# What to produce
Output the data as a two-column CSV with the header task_text,answer. Begin at the line that has "output [[716, 208]]." and stop after the line that has "[[38, 381]]". Give one row per answer, with the text before that answer in task_text and the answer in answer. Quote each field and turn its line breaks into spaces.

# Supplied entries
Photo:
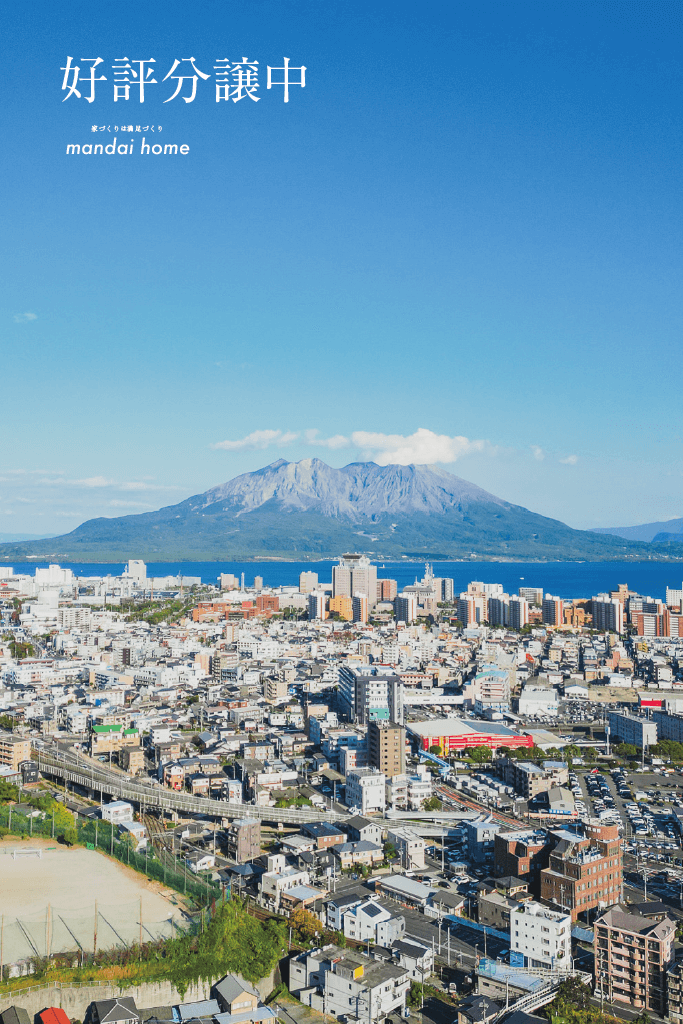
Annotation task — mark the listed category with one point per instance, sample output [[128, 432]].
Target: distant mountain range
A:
[[308, 510], [650, 532]]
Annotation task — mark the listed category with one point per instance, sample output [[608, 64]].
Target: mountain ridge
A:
[[311, 510], [650, 532]]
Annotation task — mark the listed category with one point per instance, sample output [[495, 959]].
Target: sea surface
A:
[[566, 580]]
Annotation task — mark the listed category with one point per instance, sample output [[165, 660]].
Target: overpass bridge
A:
[[151, 798], [95, 778]]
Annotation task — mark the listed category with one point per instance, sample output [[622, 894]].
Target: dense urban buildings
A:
[[366, 714]]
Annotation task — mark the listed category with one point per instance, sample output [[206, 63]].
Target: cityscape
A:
[[458, 804], [341, 518]]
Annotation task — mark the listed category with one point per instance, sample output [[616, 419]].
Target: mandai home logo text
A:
[[127, 148]]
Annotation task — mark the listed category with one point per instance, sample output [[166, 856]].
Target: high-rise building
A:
[[406, 608], [553, 610], [607, 613], [307, 582], [522, 854], [386, 590], [499, 610], [472, 608], [274, 689], [386, 748], [542, 936], [633, 952], [316, 604], [13, 750], [343, 606], [354, 574], [366, 788], [136, 568], [367, 694], [633, 729], [518, 612], [360, 603]]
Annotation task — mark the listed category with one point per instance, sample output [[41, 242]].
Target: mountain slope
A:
[[308, 510], [649, 531]]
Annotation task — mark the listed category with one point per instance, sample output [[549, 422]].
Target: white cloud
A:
[[91, 481], [129, 505], [143, 485], [423, 448], [258, 439], [334, 442]]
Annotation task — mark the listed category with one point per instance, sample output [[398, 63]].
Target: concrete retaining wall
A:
[[75, 999]]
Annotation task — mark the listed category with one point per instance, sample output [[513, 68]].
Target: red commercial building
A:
[[457, 734]]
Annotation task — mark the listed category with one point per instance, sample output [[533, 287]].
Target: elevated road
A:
[[95, 777], [70, 769]]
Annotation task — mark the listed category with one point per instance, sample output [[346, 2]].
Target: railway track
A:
[[480, 808]]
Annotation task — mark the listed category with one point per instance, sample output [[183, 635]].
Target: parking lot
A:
[[641, 804]]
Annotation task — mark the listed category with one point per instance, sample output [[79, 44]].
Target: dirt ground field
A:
[[48, 903]]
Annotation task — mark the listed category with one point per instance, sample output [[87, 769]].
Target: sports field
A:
[[49, 903]]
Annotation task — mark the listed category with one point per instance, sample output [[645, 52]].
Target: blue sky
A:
[[460, 243]]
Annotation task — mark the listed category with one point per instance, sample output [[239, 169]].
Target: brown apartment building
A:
[[522, 853], [633, 952], [584, 871], [386, 748]]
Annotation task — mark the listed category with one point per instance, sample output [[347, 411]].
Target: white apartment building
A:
[[316, 605], [279, 879], [366, 791], [411, 847], [406, 607], [354, 574], [370, 921], [410, 792], [542, 936]]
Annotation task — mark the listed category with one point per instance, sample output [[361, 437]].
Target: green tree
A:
[[8, 792], [432, 804], [572, 992]]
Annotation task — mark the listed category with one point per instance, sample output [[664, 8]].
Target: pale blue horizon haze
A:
[[460, 244]]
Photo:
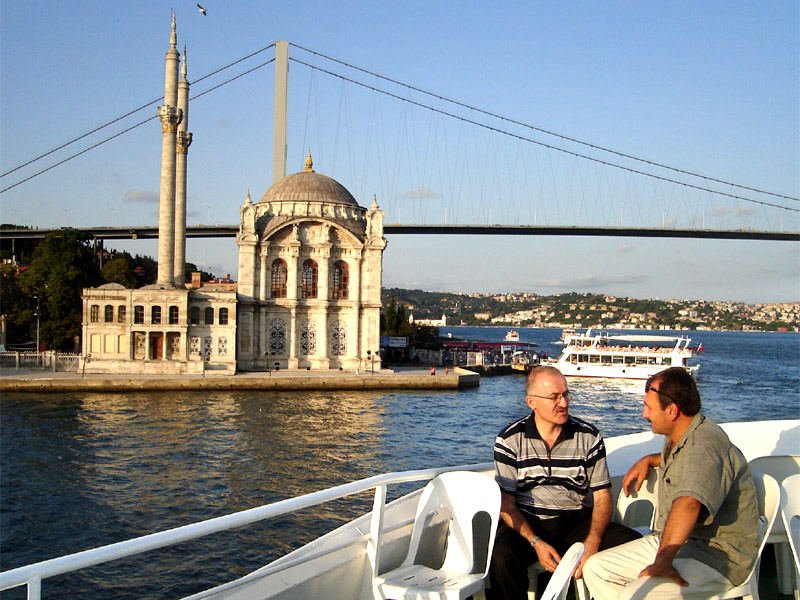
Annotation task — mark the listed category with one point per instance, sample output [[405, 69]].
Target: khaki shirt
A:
[[705, 465]]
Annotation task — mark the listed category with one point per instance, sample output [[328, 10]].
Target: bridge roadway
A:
[[220, 231]]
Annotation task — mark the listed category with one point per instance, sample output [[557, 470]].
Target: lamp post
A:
[[36, 314]]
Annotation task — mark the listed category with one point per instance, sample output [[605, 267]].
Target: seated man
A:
[[706, 533], [555, 488]]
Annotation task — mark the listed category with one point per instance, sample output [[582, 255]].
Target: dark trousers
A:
[[512, 554]]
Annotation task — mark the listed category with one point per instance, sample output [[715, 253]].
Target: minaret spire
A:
[[182, 142], [170, 117]]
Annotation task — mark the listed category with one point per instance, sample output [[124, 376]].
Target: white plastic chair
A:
[[473, 502], [790, 516], [768, 493], [779, 466], [559, 583], [638, 510]]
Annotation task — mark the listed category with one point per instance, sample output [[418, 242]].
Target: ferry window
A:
[[278, 279], [309, 279], [340, 277]]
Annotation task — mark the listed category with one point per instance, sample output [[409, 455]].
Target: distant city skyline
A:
[[711, 88]]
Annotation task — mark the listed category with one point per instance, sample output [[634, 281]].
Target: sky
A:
[[711, 88]]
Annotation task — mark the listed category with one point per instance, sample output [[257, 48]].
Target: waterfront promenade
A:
[[43, 381]]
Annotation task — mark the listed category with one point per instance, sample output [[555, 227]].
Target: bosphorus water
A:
[[81, 470]]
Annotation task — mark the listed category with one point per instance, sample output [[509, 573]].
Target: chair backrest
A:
[[790, 514], [559, 583], [472, 500], [768, 493], [638, 510], [779, 467]]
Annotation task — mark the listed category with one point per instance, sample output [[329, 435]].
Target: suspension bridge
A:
[[445, 167]]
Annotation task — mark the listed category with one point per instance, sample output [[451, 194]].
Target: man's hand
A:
[[548, 557], [639, 471], [668, 571]]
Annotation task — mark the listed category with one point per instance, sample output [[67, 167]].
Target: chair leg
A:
[[581, 591]]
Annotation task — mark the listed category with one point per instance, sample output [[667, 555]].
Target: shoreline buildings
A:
[[310, 267]]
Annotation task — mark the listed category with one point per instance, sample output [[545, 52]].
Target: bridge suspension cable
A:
[[535, 128], [128, 114]]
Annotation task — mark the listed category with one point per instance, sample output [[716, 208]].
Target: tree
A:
[[63, 265], [16, 307], [119, 270]]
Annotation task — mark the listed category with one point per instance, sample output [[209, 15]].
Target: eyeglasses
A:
[[553, 398], [650, 388]]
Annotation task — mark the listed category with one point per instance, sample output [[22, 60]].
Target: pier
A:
[[38, 381]]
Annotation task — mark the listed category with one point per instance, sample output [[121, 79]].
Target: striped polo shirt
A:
[[550, 486]]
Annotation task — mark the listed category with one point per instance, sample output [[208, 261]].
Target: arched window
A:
[[340, 280], [309, 281], [278, 280]]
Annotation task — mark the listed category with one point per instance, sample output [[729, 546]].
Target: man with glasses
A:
[[555, 488], [705, 538]]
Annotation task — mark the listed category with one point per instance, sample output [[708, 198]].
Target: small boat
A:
[[566, 333], [623, 356], [338, 565]]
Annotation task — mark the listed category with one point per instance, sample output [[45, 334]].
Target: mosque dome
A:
[[309, 186]]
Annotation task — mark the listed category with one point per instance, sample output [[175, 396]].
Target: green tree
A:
[[15, 306], [63, 265], [119, 270]]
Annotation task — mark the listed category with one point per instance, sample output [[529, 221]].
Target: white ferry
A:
[[342, 563], [623, 356]]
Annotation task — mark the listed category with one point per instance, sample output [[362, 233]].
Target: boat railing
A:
[[32, 575]]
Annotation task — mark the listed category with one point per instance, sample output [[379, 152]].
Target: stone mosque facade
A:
[[309, 279]]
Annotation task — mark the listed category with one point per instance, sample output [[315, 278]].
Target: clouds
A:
[[421, 193]]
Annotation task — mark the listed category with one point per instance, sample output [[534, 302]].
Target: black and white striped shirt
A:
[[550, 486]]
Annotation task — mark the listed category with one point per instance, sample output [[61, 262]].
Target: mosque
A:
[[309, 273]]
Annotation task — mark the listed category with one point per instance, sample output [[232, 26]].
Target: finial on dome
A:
[[173, 37], [309, 164]]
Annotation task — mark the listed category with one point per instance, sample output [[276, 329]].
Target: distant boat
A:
[[623, 356]]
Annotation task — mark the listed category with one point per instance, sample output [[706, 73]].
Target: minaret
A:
[[170, 116], [183, 141]]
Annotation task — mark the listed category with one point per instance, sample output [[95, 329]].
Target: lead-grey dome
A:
[[308, 186]]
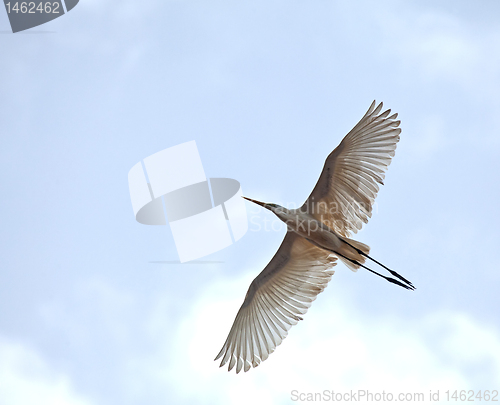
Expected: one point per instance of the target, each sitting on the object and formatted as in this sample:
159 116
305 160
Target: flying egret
317 234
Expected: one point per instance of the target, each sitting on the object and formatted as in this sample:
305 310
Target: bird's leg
389 279
395 274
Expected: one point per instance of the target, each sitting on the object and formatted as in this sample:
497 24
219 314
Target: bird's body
317 235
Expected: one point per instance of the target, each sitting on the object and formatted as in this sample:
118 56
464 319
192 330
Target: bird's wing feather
275 301
345 192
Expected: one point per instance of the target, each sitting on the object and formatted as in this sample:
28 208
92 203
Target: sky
266 89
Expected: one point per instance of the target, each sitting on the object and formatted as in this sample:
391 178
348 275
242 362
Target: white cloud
26 378
335 348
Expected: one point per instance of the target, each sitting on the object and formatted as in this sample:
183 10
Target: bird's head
277 209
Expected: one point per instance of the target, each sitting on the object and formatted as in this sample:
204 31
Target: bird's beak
256 202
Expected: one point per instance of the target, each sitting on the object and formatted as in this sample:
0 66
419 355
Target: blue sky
267 90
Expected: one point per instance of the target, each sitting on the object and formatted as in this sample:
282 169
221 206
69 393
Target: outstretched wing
345 192
275 301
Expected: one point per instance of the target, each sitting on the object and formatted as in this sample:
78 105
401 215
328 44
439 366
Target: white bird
317 234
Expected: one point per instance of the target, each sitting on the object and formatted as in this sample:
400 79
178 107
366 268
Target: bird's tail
348 253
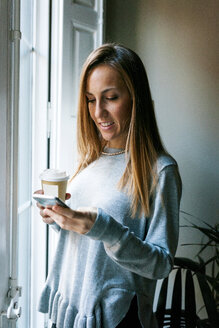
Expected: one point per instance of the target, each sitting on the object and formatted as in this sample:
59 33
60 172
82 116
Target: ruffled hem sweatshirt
95 276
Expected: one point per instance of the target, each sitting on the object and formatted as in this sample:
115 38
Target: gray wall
178 43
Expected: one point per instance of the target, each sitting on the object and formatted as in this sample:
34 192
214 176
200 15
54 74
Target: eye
90 100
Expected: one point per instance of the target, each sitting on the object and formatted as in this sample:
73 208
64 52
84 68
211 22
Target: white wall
178 43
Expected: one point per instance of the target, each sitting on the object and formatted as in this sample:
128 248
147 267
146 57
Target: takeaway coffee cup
54 182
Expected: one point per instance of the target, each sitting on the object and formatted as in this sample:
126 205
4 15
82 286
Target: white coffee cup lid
54 175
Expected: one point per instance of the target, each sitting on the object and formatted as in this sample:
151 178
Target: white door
83 29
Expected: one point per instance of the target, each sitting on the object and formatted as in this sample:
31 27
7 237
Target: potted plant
206 270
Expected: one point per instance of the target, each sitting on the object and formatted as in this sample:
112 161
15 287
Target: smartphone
48 201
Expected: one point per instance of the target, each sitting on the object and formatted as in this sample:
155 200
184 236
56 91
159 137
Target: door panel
82 32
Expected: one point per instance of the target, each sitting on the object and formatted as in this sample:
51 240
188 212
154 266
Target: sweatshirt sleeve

# Full output
task_text,answer
"Annotation task — mark the listed category with one point per instance, sample output [[716, 208]]. Target: tree A:","[[63, 265], [16, 307], [119, 270]]"
"Annotation task — mark the listed category with one point per instance, sample output [[209, 15]]. Target: eyeglasses A:","[[553, 398], [650, 388]]"
"Annotation task — mark the listed category with one point per instance, sample output [[22, 60]]. Target: pier A:","[[38, 381]]"